= What is being asked =
Copy word for word the rows from the line containing "Put a point" through the last row, including both ends.

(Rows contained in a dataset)
----
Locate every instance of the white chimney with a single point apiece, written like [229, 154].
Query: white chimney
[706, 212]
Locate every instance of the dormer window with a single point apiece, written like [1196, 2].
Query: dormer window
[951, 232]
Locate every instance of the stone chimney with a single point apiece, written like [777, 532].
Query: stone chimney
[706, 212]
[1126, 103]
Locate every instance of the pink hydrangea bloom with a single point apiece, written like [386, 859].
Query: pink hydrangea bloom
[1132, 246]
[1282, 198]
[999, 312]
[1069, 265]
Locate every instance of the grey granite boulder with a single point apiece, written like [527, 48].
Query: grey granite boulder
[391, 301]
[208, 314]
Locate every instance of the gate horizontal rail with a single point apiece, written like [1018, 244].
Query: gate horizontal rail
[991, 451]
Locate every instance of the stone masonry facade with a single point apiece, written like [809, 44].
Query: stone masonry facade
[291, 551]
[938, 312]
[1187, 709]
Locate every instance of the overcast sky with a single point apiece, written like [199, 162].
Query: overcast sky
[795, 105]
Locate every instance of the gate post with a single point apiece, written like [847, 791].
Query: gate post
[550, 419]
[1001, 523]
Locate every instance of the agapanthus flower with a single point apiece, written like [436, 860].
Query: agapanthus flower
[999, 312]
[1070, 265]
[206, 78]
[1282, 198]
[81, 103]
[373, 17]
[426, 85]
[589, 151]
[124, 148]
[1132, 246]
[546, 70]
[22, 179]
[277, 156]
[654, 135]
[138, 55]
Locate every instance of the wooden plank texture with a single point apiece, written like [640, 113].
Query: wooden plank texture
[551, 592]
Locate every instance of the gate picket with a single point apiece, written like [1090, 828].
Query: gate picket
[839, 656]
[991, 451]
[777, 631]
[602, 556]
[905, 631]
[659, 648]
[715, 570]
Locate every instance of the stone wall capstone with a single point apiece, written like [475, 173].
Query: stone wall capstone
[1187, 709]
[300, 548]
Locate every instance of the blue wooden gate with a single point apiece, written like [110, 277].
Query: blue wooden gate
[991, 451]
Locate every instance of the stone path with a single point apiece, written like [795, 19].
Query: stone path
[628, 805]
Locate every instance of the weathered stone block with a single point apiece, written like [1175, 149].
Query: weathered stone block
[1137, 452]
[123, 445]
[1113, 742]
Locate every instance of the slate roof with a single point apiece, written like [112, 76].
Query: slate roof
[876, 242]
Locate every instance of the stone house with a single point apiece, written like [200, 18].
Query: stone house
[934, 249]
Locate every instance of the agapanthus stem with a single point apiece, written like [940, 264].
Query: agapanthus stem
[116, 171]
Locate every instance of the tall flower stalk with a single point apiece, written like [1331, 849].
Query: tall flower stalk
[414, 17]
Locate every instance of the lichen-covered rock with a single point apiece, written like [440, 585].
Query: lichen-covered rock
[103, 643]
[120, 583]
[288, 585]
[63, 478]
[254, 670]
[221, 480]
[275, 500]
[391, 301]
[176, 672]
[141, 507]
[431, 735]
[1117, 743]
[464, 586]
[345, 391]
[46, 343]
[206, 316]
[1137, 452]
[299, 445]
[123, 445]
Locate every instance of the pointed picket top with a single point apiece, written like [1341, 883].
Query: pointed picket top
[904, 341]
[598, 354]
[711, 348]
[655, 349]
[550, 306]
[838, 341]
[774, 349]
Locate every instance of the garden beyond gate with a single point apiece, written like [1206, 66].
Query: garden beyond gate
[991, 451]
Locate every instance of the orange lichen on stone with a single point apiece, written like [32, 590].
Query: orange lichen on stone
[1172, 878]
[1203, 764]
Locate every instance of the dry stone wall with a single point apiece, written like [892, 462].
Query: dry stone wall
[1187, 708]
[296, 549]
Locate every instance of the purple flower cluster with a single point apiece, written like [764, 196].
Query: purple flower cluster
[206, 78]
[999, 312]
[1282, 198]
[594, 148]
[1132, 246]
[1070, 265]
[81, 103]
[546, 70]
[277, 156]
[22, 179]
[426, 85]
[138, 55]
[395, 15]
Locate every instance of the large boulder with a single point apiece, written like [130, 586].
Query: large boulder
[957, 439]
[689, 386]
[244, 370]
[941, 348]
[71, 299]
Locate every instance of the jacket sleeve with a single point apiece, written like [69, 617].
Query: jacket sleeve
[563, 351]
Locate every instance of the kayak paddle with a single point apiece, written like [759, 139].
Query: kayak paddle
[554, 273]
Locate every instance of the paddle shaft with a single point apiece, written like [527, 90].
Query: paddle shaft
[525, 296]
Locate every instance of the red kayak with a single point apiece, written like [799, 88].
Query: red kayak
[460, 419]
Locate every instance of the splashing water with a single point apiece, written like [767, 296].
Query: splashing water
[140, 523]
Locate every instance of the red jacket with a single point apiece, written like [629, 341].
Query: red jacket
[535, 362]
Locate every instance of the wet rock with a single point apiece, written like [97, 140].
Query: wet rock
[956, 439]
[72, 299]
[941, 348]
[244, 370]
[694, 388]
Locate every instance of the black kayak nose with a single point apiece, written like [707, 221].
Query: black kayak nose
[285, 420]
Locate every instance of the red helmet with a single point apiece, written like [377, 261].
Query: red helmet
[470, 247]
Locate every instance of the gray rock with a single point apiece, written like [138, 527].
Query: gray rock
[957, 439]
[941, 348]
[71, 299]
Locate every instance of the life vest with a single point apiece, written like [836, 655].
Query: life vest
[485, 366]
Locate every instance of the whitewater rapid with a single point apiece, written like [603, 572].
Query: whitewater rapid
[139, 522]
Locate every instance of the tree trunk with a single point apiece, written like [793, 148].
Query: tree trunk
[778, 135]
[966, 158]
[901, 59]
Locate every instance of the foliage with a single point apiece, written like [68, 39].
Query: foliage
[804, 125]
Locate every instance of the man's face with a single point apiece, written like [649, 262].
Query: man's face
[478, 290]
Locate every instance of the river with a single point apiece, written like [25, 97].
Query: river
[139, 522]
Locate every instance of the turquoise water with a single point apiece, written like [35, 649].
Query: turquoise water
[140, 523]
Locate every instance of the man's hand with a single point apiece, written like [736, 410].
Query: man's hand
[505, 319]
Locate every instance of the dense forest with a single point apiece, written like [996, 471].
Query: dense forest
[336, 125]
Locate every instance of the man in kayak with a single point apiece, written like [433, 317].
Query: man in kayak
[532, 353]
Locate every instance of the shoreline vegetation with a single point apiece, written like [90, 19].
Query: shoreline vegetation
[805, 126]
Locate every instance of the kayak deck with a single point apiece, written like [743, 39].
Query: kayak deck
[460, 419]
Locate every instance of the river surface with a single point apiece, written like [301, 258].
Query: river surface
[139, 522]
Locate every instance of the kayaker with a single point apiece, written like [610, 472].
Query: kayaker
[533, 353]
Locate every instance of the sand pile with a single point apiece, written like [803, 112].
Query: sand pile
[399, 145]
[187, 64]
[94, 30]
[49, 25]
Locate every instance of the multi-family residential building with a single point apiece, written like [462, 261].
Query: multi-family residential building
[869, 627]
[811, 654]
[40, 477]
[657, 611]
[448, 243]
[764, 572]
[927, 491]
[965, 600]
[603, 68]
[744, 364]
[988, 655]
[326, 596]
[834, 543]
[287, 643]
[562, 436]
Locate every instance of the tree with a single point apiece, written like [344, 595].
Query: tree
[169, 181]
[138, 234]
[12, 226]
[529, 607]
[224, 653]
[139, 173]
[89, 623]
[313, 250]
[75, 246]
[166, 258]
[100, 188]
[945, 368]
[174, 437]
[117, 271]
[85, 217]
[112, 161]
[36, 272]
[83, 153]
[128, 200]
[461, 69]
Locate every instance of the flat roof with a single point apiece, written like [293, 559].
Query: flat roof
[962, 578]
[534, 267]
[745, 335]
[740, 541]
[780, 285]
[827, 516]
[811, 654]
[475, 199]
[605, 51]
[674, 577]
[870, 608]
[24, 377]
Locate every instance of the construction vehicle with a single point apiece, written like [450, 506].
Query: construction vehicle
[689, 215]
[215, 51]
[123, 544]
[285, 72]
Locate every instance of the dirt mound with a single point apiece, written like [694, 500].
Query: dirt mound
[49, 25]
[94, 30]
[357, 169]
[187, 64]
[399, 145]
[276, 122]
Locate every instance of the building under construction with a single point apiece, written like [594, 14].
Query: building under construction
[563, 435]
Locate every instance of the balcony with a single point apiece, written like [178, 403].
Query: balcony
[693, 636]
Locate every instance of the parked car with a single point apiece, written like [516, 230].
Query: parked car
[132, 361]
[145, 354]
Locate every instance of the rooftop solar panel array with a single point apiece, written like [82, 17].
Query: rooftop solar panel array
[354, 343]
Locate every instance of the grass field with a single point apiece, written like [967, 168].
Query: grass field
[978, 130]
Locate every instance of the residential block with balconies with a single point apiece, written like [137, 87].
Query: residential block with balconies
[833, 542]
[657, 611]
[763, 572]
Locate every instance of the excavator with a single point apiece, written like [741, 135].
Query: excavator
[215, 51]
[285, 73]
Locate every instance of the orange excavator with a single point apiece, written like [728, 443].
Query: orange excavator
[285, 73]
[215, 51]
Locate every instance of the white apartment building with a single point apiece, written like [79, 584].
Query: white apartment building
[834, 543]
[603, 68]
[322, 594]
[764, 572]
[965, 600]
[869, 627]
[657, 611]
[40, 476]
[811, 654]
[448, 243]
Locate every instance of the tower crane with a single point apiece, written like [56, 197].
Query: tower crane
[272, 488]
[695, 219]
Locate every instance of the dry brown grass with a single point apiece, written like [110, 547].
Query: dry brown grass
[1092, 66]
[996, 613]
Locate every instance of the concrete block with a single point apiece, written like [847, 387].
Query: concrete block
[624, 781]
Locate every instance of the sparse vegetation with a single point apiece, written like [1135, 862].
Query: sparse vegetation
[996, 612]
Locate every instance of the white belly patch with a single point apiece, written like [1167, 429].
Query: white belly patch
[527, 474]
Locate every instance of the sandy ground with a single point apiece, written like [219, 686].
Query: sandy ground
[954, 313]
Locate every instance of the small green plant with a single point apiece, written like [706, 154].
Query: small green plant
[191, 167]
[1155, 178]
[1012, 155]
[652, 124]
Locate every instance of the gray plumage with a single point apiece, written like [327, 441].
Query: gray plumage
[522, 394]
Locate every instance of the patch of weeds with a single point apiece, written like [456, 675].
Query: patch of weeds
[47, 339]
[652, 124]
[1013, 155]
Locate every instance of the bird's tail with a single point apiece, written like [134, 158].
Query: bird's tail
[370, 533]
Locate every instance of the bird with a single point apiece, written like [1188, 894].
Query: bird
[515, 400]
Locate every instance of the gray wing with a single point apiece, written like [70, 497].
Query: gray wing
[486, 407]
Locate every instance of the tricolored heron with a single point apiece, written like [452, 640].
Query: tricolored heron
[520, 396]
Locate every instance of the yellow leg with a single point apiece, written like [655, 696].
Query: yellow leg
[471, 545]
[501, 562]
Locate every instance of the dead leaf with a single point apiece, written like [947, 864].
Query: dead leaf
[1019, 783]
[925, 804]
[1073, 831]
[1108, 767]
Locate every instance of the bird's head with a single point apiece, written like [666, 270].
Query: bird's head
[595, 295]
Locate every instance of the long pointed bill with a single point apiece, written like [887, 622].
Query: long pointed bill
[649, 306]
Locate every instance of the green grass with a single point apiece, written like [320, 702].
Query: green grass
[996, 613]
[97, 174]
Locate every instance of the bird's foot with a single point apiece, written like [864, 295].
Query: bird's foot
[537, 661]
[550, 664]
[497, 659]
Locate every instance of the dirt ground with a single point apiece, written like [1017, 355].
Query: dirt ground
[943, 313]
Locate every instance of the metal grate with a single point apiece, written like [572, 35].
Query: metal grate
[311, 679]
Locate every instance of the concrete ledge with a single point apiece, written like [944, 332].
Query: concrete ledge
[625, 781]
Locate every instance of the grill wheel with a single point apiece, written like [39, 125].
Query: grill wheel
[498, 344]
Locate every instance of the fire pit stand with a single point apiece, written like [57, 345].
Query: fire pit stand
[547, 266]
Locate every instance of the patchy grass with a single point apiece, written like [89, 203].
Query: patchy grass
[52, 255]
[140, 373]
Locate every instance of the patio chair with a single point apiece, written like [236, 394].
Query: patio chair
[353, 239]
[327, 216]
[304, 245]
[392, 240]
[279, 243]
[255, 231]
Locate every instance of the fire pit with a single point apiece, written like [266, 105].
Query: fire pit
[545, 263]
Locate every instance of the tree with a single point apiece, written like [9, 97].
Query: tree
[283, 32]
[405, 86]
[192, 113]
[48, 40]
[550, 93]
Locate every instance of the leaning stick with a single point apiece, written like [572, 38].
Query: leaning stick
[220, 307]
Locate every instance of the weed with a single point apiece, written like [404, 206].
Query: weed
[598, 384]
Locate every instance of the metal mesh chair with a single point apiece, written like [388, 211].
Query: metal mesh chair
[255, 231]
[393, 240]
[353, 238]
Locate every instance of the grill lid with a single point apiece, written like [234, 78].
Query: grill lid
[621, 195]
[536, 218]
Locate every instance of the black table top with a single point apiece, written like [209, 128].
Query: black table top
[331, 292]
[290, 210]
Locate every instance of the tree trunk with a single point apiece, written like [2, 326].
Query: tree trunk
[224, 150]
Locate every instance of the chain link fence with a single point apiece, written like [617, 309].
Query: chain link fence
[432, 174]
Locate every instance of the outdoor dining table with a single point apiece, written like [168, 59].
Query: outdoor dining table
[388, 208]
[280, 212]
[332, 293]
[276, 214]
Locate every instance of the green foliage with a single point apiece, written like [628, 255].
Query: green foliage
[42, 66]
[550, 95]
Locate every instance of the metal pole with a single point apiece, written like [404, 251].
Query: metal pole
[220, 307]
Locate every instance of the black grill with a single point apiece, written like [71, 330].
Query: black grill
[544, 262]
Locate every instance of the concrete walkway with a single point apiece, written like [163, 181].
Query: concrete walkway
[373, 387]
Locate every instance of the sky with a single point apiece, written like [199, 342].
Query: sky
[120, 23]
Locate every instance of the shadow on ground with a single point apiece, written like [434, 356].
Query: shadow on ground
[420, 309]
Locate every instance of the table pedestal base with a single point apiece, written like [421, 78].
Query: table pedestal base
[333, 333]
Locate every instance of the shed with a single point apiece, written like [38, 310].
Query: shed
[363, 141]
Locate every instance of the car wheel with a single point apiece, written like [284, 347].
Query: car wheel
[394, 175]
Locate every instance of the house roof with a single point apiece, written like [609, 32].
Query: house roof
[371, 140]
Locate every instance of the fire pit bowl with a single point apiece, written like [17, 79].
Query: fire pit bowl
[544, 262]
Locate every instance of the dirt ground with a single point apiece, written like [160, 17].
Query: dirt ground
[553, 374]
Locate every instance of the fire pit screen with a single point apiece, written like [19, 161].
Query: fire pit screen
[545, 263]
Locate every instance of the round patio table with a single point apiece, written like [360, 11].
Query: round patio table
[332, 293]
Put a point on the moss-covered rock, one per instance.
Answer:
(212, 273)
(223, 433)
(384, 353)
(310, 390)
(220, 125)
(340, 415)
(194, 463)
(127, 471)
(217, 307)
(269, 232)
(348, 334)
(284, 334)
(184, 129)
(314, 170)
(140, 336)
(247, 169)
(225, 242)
----
= Answer to this task =
Put a point on the moss-covered rock, one per instance.
Answer:
(212, 273)
(223, 433)
(384, 353)
(310, 390)
(220, 125)
(340, 415)
(194, 463)
(127, 471)
(217, 307)
(269, 232)
(348, 334)
(284, 334)
(184, 129)
(314, 170)
(140, 336)
(247, 169)
(225, 242)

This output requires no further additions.